- [Problem]
Pick out every line below that contains the word "yellow" and copy each of those lines.

- [Listing]
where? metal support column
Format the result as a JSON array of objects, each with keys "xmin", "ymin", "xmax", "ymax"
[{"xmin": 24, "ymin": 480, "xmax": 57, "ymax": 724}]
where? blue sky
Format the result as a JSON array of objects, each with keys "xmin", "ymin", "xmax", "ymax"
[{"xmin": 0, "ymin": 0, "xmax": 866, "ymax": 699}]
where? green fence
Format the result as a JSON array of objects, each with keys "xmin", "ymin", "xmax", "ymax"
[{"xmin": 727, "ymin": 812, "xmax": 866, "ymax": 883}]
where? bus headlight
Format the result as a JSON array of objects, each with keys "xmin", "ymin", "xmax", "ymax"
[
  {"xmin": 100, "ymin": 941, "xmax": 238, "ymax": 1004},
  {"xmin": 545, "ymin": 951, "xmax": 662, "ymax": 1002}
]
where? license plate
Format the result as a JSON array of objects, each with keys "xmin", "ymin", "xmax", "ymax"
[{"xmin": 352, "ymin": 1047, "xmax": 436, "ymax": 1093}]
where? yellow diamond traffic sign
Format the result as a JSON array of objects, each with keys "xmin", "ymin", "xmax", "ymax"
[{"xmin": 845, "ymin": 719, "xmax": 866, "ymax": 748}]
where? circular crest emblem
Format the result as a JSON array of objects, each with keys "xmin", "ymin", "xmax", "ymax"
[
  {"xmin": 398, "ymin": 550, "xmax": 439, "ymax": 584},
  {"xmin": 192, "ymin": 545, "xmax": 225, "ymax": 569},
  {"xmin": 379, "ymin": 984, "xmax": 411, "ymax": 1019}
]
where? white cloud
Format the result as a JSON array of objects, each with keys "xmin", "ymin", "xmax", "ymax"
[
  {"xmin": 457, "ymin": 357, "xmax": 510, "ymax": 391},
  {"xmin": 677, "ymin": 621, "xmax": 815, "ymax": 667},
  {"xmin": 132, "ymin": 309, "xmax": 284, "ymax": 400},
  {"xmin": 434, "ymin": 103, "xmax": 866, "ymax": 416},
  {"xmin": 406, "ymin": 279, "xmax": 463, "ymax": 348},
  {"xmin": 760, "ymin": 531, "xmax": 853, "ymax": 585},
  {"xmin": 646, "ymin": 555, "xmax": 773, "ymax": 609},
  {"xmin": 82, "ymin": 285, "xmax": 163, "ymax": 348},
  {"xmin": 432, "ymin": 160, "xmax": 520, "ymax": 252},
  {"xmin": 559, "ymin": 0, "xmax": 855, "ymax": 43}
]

* * *

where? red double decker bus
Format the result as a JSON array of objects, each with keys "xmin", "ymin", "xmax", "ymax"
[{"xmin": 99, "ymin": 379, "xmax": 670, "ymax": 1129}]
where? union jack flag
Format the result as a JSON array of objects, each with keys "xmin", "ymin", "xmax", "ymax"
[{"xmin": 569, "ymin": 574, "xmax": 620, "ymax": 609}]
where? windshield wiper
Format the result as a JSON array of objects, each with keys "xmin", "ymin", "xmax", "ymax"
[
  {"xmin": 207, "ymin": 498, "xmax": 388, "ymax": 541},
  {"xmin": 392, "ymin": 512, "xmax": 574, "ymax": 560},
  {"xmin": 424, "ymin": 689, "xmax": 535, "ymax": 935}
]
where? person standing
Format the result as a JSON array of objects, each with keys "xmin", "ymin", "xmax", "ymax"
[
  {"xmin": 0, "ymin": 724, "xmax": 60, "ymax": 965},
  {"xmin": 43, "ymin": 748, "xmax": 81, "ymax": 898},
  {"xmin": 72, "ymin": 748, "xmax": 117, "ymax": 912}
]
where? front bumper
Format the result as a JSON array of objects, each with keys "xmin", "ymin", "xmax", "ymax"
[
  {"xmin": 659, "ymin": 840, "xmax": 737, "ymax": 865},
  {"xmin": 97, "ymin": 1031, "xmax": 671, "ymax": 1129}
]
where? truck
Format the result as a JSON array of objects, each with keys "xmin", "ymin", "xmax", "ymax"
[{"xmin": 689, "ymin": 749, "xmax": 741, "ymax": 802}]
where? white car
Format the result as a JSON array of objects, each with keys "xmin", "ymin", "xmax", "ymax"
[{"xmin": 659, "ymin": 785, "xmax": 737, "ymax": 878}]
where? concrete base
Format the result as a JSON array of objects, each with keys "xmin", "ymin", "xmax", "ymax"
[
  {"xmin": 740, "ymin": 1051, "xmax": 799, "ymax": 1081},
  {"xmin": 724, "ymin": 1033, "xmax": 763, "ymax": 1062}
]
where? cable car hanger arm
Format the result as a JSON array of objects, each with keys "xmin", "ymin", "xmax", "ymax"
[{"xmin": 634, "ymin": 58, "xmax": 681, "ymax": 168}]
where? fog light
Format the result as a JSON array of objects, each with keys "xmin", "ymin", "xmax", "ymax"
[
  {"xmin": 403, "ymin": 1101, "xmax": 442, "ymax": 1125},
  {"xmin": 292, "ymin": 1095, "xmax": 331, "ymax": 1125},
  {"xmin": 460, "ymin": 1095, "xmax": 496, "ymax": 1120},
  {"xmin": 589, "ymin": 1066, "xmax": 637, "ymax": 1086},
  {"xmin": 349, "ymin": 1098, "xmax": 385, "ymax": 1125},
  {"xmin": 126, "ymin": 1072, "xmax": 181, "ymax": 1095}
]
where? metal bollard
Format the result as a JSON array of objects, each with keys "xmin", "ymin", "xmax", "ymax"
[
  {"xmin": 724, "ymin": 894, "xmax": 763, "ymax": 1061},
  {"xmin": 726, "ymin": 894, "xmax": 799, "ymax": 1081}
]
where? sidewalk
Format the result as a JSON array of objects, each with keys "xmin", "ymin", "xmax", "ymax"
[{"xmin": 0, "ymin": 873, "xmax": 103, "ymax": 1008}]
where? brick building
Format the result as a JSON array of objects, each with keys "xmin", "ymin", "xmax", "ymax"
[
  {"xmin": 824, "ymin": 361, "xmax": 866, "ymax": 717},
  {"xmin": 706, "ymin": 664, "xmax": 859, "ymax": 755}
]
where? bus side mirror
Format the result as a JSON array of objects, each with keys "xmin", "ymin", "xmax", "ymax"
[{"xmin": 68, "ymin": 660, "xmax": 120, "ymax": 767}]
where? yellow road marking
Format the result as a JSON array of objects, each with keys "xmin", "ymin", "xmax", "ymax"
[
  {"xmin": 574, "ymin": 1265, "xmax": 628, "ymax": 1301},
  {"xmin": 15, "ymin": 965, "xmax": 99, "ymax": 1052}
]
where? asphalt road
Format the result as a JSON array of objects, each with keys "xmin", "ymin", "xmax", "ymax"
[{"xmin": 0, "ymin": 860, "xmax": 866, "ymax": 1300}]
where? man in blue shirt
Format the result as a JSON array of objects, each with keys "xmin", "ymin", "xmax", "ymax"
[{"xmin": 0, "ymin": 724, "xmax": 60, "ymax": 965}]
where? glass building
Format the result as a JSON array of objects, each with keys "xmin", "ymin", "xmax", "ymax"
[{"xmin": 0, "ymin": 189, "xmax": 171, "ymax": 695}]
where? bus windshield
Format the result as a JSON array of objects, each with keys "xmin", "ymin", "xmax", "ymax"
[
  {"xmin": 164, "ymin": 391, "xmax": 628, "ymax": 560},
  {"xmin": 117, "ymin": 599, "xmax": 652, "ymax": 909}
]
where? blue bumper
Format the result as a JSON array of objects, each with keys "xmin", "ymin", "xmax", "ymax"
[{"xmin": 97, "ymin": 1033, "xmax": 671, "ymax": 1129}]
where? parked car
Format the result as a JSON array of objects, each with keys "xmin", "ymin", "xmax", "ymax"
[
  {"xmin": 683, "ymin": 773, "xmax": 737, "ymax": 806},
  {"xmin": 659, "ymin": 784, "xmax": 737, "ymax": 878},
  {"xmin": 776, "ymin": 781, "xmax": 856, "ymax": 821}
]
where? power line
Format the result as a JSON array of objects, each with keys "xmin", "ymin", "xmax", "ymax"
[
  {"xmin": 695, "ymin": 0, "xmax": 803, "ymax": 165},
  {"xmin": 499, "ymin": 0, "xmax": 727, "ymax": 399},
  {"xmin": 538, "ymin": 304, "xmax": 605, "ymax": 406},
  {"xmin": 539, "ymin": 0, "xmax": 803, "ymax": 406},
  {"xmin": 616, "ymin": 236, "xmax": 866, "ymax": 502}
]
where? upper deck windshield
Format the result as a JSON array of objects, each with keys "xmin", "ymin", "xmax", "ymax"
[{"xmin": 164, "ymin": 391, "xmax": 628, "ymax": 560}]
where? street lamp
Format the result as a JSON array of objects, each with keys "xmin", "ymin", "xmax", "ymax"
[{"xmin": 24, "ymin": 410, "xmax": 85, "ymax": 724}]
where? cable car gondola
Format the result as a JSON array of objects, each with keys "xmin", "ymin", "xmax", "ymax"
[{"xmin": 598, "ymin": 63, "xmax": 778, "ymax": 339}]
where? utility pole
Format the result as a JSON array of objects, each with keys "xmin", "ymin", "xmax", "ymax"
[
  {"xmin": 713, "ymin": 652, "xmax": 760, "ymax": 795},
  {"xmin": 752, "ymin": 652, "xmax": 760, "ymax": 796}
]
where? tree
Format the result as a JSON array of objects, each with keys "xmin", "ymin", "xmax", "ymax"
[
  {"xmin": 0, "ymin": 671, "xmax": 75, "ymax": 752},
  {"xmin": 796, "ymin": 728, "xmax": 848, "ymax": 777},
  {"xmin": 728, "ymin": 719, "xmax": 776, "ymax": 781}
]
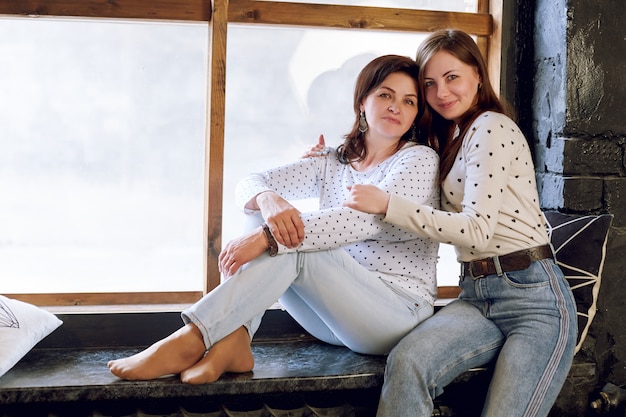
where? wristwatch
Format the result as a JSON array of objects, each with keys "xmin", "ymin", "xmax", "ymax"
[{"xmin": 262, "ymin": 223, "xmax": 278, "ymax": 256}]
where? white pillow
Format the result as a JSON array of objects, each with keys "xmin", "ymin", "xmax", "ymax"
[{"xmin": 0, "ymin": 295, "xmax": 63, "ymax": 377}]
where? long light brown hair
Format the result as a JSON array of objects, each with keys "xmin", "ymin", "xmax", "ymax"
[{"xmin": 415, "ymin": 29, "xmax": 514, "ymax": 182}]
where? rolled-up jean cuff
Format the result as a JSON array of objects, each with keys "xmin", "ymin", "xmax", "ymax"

- [Completed exercise]
where? yellow diamond traffic sign
where? yellow road marking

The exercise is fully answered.